▶ What is required
Write out the listing verbatim. No pictures belong in it.

── Materials provided ──

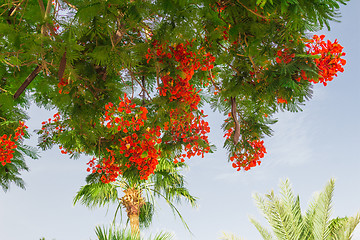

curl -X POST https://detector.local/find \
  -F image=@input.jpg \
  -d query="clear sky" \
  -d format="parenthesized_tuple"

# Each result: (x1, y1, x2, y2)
(1, 1, 359, 240)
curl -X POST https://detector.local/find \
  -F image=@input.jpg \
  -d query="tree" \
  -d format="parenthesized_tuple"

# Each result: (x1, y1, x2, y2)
(1, 0, 349, 188)
(0, 118, 38, 191)
(73, 159, 196, 235)
(226, 179, 360, 240)
(0, 0, 351, 238)
(94, 225, 174, 240)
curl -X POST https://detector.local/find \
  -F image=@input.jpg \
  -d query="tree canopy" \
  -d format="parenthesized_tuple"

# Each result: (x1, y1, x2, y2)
(0, 0, 348, 189)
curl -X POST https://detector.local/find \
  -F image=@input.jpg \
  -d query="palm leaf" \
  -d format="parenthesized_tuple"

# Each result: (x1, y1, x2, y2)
(311, 179, 335, 240)
(249, 217, 274, 240)
(73, 181, 119, 208)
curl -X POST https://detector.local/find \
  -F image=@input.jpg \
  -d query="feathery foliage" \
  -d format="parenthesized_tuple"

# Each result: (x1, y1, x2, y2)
(1, 0, 349, 189)
(249, 179, 360, 240)
(94, 225, 174, 240)
(74, 160, 196, 231)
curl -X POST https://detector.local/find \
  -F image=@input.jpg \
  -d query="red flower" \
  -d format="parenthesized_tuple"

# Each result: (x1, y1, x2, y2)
(0, 121, 27, 166)
(302, 35, 346, 86)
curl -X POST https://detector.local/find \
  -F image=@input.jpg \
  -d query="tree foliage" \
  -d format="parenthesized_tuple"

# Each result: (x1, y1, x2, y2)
(74, 160, 196, 232)
(0, 0, 349, 188)
(248, 179, 360, 240)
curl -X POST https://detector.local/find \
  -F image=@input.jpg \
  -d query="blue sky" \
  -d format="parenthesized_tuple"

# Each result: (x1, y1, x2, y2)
(1, 1, 359, 239)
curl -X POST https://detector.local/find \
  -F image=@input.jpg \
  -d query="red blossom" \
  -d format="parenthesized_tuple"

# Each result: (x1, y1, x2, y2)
(91, 94, 162, 182)
(147, 41, 212, 164)
(0, 121, 27, 166)
(303, 35, 346, 86)
(229, 140, 267, 171)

───

▶ Answer area
curl -X POST https://detector.local/find \
  -F image=@input.jpg \
  -d query="clear sky" \
  -d format="parenthesized_tuple"

# Each result: (x1, y1, x2, y2)
(1, 1, 359, 240)
curl -X POST https://detector.local/find \
  -F image=@input.jpg \
  -d query="tree" \
  -d format="parenthesized_tuple"

# Each result: (x1, y1, x2, y2)
(1, 0, 349, 188)
(0, 118, 38, 191)
(73, 159, 196, 235)
(226, 179, 360, 240)
(0, 0, 351, 238)
(94, 225, 174, 240)
curl -X POST https://detector.local/find \
  -F image=@input.jpg \
  -d query="tree canopy" \
  -d format="parenthesized_tuple"

# Each result: (x1, y1, x2, y2)
(0, 0, 348, 189)
curl -X POST https://detector.local/find \
  -F image=@input.jpg \
  -d query="palm leaf" \
  -d format="parenthesized_tuple"

# Each result: (x1, y1, x2, y2)
(311, 179, 335, 240)
(249, 217, 274, 240)
(73, 181, 119, 208)
curl -X POST https://detector.local/find \
  -F image=@input.jpg \
  -d query="feathery foliage" \
  -d format="parenthesized_tuple"

# Each result: (x1, y1, x2, y2)
(1, 0, 349, 189)
(249, 179, 360, 240)
(94, 225, 174, 240)
(74, 160, 196, 231)
curl -X POST https://detector.local/find \
  -F image=@input.jpg \
  -d query="red flower" \
  -d format="parenthesized_tuple"

# Each result: (x1, y1, x2, y2)
(0, 121, 27, 166)
(302, 35, 346, 86)
curl -X POST https://detector.local/find \
  -F image=@input.jpg \
  -d query="tree foliage" \
  -d format="parenthesized_tuple"

# Each result: (x1, y1, x2, y2)
(74, 160, 196, 232)
(0, 0, 349, 188)
(248, 179, 360, 240)
curl -X POST https://detector.local/find \
  -F image=@input.jpg \
  -d query="blue sky" \
  -d format="parenthesized_tuple"

# Each result: (x1, y1, x2, y2)
(1, 1, 359, 239)
curl -X POST https://detector.local/find \
  -F image=@input.jpg \
  -d query="red blossom" \
  -d format="parenthesized_tuple"

# Each result: (x1, y1, x2, y2)
(91, 94, 162, 182)
(147, 41, 212, 164)
(0, 121, 27, 166)
(303, 35, 346, 86)
(229, 140, 267, 171)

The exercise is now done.